## BEGIN

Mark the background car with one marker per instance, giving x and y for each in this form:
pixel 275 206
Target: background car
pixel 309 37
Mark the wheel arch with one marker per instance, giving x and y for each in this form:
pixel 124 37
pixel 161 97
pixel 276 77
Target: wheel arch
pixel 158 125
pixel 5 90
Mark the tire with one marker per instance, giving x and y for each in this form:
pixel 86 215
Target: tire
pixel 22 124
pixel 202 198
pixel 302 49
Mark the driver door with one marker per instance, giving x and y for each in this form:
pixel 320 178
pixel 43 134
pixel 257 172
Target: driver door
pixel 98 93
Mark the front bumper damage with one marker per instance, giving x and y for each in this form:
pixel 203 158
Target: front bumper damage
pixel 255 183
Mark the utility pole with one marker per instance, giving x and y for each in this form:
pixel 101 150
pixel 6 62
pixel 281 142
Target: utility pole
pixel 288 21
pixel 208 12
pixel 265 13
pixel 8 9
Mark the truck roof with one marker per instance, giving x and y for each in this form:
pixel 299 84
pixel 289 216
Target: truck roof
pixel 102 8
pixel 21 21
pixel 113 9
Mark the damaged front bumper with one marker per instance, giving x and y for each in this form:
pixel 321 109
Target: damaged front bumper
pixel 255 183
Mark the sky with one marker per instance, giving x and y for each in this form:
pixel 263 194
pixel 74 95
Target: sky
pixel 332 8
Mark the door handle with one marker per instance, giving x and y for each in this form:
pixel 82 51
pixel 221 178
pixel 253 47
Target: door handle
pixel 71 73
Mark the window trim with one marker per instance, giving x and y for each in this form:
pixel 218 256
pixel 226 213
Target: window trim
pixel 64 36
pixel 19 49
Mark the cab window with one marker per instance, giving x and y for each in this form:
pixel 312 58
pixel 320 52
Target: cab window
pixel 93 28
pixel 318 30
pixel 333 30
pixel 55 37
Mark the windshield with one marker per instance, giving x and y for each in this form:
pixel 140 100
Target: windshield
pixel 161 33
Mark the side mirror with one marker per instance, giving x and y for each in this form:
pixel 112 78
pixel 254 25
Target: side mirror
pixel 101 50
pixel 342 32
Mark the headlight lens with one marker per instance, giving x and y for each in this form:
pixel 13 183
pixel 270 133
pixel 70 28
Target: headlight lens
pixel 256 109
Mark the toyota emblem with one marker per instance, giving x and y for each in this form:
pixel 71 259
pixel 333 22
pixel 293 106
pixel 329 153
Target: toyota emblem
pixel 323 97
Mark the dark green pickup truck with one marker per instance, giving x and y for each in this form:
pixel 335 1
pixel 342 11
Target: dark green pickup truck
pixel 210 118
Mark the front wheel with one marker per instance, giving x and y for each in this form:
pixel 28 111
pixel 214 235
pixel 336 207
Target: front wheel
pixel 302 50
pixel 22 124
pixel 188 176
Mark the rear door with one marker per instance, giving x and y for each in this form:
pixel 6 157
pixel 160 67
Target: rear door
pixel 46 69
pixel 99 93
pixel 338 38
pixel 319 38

## END

Written request> Reproduce all of the rows above, swapping "marker" for "dot" wherever it occurs and leaving everything else unchanged.

Task result>
Mark the background car with one dot per instance, giving x and y for each in this form:
pixel 275 206
Target: background car
pixel 309 37
Mark the wheel arch with one dot per instance, giving x and y for each in this form:
pixel 124 37
pixel 161 97
pixel 276 77
Target: wheel arch
pixel 158 125
pixel 5 90
Mark the tire with one dot per instance, giving x and y for each in this form:
pixel 86 215
Target: tire
pixel 22 124
pixel 202 198
pixel 302 49
Mark the driver door with one dot per instance, giving x and y for each in this form:
pixel 320 178
pixel 43 134
pixel 257 172
Target: driver door
pixel 98 93
Mark the front bumper damage with one dot per instance, giving x and y for each in this form:
pixel 203 158
Target: front bumper damage
pixel 255 183
Mark the utility pole with one dot per instance, giving x and y for each in this form:
pixel 101 150
pixel 6 62
pixel 281 142
Target: utility pole
pixel 288 21
pixel 208 12
pixel 265 13
pixel 8 9
Mark the truck roof with one dot per instance, giving x and y for each in this form:
pixel 299 84
pixel 289 216
Target: truck roof
pixel 102 8
pixel 21 21
pixel 113 9
Mark the damaged front bumper with one dot per instance, giving x and y for each in this form:
pixel 321 109
Target: damaged front bumper
pixel 255 183
Mark the sky with one dot per instance, giving x and y for each in this form:
pixel 263 194
pixel 74 95
Target: sky
pixel 332 8
Mark the door handle with one dot per instance, giving x and y for each in this form:
pixel 82 51
pixel 221 178
pixel 253 47
Target: door handle
pixel 71 73
Mark the window trim with one dot per instance, giving x and y for each in this form:
pixel 218 256
pixel 226 213
Target: window trim
pixel 64 36
pixel 19 49
Mark the cab window with one dot per instance, giving x and y for each in this form:
pixel 312 58
pixel 320 52
Target: cab window
pixel 93 28
pixel 318 30
pixel 333 30
pixel 55 37
Mark the windshield with one dot per instance, giving x and y for each in this form:
pixel 140 100
Target: windshield
pixel 161 33
Mark the side mirror with one dot per instance, giving x and y for each in this form:
pixel 112 78
pixel 254 25
Target: side mirror
pixel 101 50
pixel 342 32
Mark the headlight lens with one dot per instance, giving x and y for each in this form:
pixel 13 183
pixel 270 133
pixel 70 28
Target: headlight lens
pixel 256 109
Mark the toyota emblem with one dot per instance, giving x and y for each in this form:
pixel 71 259
pixel 333 22
pixel 293 106
pixel 329 153
Target: toyota emblem
pixel 323 97
Mark the dark green pickup truck with one dot per instance, giving x and y for each in this form:
pixel 335 1
pixel 342 11
Target: dark green pickup truck
pixel 210 118
Mark the front wheel with one dot per instance, giving x and y for each in this form:
pixel 28 111
pixel 214 235
pixel 336 207
Target: front wheel
pixel 302 50
pixel 22 124
pixel 188 176
Mark the rear door with one dot per instance, giving x and y for each in this form:
pixel 6 157
pixel 160 67
Target: rear door
pixel 46 69
pixel 99 93
pixel 338 38
pixel 319 38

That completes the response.